§ **Ziele**
- a) Extrahiere den gesamten Text über André E. bei der Bundeswehr vollständig und ohne jede Änderung.
- b) Finde in der Liste alle Zeilen mit der Zeichenfolge „water“ und gib jede davon unverändert wieder. Dabei zählt die Groß- und Kleinschreibung.

§ **Seitentext**

Bild: Nicht nur Uwe Mundlos war bei der Bundeswehr, auch seine Unterstützer le…
BERLIN taz | Der Neonazi André E. war erst wenige Tage bei der Bundeswehr
im thüringischen Gotha, da kommt einem Oberleutnant zu Ohren, dass sein
neuer Panzerschütze politisch schwierige Ansichten vertritt. Er fragt André
E., ob dieser ein „Anhänger rechtsextremem Gedankenguts“ sei. Der
antwortet: „Ich denke nationalsozialistisch.“ Ob er rechtsextreme Tattoos
habe, will der Oberleutnant von André E. weiter wissen. Ja, sagt der, unter
anderem habe er „Blut und Ehre“ eintätowiert, „da ich die militärische
Leitung der SS bewundere“.
Danach flog André E. nicht etwa aus der Bundeswehr, sondern durfte noch
zehn Monate bis zum Ende seines Wehrdienstes im August 2000 bleiben. Wenige
Tage nach der Befragung begann die Schießausbildung. Der bekennende
Nationalsozialist lernte das Ballern mit dem Sturmgewehr G3, der Pistole P8
und das Handgranatenwerfen – und wurde zum Gefreiten befördert.

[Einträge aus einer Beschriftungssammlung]
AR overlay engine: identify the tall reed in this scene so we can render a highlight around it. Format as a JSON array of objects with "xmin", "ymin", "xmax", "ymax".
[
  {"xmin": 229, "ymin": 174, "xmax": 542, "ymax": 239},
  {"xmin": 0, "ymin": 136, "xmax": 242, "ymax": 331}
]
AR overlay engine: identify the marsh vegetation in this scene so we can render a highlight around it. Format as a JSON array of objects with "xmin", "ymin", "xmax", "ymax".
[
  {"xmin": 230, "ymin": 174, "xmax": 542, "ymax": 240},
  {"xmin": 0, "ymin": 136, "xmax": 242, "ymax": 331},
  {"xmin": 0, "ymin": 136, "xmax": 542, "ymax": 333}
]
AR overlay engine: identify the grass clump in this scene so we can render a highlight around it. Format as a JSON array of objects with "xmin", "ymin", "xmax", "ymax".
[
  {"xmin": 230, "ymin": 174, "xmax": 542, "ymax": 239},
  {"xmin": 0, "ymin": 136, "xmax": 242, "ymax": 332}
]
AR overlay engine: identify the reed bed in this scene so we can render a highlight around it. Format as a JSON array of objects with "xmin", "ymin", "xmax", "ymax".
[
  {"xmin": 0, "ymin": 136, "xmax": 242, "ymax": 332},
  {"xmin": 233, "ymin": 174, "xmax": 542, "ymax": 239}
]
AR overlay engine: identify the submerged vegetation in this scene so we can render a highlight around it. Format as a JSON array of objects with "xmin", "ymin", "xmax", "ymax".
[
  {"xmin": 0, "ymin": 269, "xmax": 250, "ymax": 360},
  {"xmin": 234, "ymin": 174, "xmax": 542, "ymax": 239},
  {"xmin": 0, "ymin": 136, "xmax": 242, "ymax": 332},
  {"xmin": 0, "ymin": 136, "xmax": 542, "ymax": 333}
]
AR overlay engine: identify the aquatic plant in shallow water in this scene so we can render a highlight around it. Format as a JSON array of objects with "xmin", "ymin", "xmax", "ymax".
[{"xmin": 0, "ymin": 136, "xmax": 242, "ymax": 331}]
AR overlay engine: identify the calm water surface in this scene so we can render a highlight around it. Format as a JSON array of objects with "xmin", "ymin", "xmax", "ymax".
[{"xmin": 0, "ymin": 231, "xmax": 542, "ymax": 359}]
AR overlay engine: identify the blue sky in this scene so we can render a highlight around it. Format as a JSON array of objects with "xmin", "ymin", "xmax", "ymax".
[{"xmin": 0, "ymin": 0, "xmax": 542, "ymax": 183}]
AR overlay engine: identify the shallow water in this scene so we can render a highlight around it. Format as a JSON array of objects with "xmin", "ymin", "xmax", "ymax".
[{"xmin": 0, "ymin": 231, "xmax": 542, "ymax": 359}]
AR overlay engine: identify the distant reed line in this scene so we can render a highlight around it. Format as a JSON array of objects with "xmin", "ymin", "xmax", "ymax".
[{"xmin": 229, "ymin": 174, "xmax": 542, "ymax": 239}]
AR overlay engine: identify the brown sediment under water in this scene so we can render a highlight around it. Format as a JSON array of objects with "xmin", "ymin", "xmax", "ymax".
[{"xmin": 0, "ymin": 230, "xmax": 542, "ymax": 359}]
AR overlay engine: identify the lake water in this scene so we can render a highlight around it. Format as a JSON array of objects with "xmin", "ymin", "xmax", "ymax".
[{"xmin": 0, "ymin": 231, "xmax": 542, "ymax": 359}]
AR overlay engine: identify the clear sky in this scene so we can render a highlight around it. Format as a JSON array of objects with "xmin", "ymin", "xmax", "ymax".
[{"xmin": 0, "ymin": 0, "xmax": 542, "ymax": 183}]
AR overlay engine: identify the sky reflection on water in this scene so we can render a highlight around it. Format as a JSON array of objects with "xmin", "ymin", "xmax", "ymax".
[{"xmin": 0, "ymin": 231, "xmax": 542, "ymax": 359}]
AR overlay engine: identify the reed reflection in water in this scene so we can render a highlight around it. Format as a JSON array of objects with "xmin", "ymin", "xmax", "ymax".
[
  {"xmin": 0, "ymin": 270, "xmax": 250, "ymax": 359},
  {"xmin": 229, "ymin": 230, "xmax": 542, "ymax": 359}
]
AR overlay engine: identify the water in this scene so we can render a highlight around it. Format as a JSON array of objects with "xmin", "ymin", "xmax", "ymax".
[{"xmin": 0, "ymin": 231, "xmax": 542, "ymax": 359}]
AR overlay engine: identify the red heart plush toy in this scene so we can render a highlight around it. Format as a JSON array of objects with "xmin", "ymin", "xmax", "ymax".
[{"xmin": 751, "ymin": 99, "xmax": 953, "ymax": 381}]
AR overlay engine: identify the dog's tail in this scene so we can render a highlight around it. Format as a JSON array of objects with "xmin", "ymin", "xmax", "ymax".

§ **Lösungen**
- a)
Bild: Nicht nur Uwe Mundlos war bei der Bundeswehr, auch seine Unterstützer le…
BERLIN taz | Der Neonazi André E. war erst wenige Tage bei der Bundeswehr
im thüringischen Gotha, da kommt einem Oberleutnant zu Ohren, dass sein
neuer Panzerschütze politisch schwierige Ansichten vertritt. Er fragt André
E., ob dieser ein „Anhänger rechtsextremem Gedankenguts“ sei. Der
antwortet: „Ich denke nationalsozialistisch.“ Ob er rechtsextreme Tattoos
habe, will der Oberleutnant von André E. weiter wissen. Ja, sagt der, unter
anderem habe er „Blut und Ehre“ eintätowiert, „da ich die militärische
Leitung der SS bewundere“.
Danach flog André E. nicht etwa aus der Bundeswehr, sondern durfte noch
zehn Monate bis zum Ende seines Wehrdienstes im August 2000 bleiben. Wenige
Tage nach der Befragung begann die Schießausbildung. Der bekennende
Nationalsozialist lernte das Ballern mit dem Sturmgewehr G3, der Pistole P8
und das Handgranatenwerfen – und wurde zum Gefreiten befördert.

- b)
AR overlay engine: identify the aquatic plant in shallow water in this scene so we can render a highlight around it. Format as a JSON array of objects with "xmin", "ymin", "xmax", "ymax".
AR overlay engine: identify the calm water surface in this scene so we can render a highlight around it. Format as a JSON array of objects with "xmin", "ymin", "xmax", "ymax".
AR overlay engine: identify the shallow water in this scene so we can render a highlight around it. Format as a JSON array of objects with "xmin", "ymin", "xmax", "ymax".
AR overlay engine: identify the brown sediment under water in this scene so we can render a highlight around it. Format as a JSON array of objects with "xmin", "ymin", "xmax", "ymax".
AR overlay engine: identify the lake water in this scene so we can render a highlight around it. Format as a JSON array of objects with "xmin", "ymin", "xmax", "ymax".
AR overlay engine: identify the sky reflection on water in this scene so we can render a highlight around it. Format as a JSON array of objects with "xmin", "ymin", "xmax", "ymax".
AR overlay engine: identify the reed reflection in water in this scene so we can render a highlight around it. Format as a JSON array of objects with "xmin", "ymin", "xmax", "ymax".
AR overlay engine: identify the water in this scene so we can render a highlight around it. Format as a JSON array of objects with "xmin", "ymin", "xmax", "ymax".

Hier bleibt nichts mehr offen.